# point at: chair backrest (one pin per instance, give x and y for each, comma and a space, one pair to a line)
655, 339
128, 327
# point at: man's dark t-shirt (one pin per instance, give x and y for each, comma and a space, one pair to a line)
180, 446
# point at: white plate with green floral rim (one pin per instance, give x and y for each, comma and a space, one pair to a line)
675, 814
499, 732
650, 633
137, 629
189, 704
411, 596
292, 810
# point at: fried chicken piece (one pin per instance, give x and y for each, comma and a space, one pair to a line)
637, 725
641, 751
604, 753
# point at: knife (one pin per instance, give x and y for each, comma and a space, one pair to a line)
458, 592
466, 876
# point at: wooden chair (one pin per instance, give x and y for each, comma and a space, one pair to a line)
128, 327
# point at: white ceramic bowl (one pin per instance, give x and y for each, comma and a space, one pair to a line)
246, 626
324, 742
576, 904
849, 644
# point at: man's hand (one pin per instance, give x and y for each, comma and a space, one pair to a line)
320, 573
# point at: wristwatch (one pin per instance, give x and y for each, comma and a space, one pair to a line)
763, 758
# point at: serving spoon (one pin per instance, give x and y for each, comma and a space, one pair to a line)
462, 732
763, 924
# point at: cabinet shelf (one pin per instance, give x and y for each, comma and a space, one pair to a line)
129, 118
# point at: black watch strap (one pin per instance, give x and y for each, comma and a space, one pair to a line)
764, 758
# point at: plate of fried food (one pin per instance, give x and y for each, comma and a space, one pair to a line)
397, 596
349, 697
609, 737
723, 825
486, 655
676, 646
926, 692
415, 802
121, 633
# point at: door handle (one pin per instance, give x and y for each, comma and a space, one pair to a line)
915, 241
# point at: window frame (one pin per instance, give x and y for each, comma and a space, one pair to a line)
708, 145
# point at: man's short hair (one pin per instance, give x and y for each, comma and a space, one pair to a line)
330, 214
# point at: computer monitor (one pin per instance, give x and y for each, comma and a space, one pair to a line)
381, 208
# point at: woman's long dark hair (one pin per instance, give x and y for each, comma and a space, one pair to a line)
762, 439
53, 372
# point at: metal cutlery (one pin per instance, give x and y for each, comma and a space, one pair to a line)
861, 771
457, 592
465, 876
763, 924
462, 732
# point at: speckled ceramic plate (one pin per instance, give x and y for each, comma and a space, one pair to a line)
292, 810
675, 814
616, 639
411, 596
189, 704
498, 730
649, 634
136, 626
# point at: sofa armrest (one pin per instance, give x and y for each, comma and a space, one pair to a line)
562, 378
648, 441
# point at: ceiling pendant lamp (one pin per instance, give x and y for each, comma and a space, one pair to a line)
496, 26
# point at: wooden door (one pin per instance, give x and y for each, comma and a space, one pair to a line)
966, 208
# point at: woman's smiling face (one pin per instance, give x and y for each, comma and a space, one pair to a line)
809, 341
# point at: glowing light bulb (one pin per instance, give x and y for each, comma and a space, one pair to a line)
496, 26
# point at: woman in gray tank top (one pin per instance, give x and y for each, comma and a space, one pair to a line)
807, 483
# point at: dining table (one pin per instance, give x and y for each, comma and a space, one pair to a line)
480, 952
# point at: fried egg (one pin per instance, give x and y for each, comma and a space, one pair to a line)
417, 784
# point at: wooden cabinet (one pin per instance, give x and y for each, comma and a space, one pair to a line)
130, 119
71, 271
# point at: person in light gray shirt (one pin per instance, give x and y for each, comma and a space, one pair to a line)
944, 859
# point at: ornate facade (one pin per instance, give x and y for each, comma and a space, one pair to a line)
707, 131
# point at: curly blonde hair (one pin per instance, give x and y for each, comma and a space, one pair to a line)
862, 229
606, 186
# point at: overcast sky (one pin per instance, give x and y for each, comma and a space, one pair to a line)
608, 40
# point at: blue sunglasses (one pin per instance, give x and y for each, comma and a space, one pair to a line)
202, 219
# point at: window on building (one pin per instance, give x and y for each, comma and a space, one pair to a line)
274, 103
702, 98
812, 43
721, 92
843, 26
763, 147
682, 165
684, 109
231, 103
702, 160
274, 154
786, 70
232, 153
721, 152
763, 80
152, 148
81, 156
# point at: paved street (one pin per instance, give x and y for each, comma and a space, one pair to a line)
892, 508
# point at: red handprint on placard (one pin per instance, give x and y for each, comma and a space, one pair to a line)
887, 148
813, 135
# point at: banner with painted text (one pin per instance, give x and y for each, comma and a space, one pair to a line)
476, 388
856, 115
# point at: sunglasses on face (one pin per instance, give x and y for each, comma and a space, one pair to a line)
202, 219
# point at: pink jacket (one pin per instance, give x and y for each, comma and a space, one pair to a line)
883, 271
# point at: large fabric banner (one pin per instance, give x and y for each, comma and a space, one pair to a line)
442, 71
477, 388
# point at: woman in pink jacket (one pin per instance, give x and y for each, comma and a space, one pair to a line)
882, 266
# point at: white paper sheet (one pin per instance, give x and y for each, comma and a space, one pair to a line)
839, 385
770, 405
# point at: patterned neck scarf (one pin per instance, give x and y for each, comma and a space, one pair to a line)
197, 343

### Stated exercise
Please copy out only the section of the listing from the line containing "# point at: overcast" through the final line of the listing, keeping every line and shifting each answer coordinate by -42.

### Answer to this problem
# point at: overcast sky (one pin per instance, give x and y for each, comma and a space, one pair to a line)
566, -2
# point at: blue sunglasses (one pin per instance, give x and y for each, comma and a space, one pair to a line)
160, 177
# point at: window on building (one pin per instance, give x and y for each, comma and a space, one pair to a line)
232, 61
660, 56
770, 1
679, 50
801, -16
721, 105
640, 123
642, 67
189, 61
660, 118
232, 112
744, 28
190, 111
679, 110
721, 38
110, 106
39, 114
# point at: paved street (one pin per instance, give x and y for each, comma and a space, one pair to a line)
850, 466
# point at: red handprint on placard (one pin per instance, give x and y for each, comma and a space, one pair to a line)
845, 106
771, 93
# point at: banner with painted text (one pin per instance, give x and y for each, comma and a space, one pair to a line)
434, 346
814, 73
# point at: sunglasses on face (one pin per instance, give x and y for each, comma and a space, one pair to a line)
160, 177
# point at: pink jacket (one pin per instance, give x and y for each, comma and a space, one pair to a line)
841, 229
# point at: large fabric banner (one pin per instance, give x and y for each, comma and a space, one pair to a line)
400, 29
435, 346
# point at: woman in pink jacket (one pin per instance, give x and y for each, comma and a space, one pair to a line)
840, 224
# point at: white paper sheet (one pin per instance, give x and y for each, comma and a space, one pair to a line)
797, 343
728, 363
# point at: patterned neck scarf (one pin per instance, give x and y for each, comma and a space, one pair to a line)
155, 301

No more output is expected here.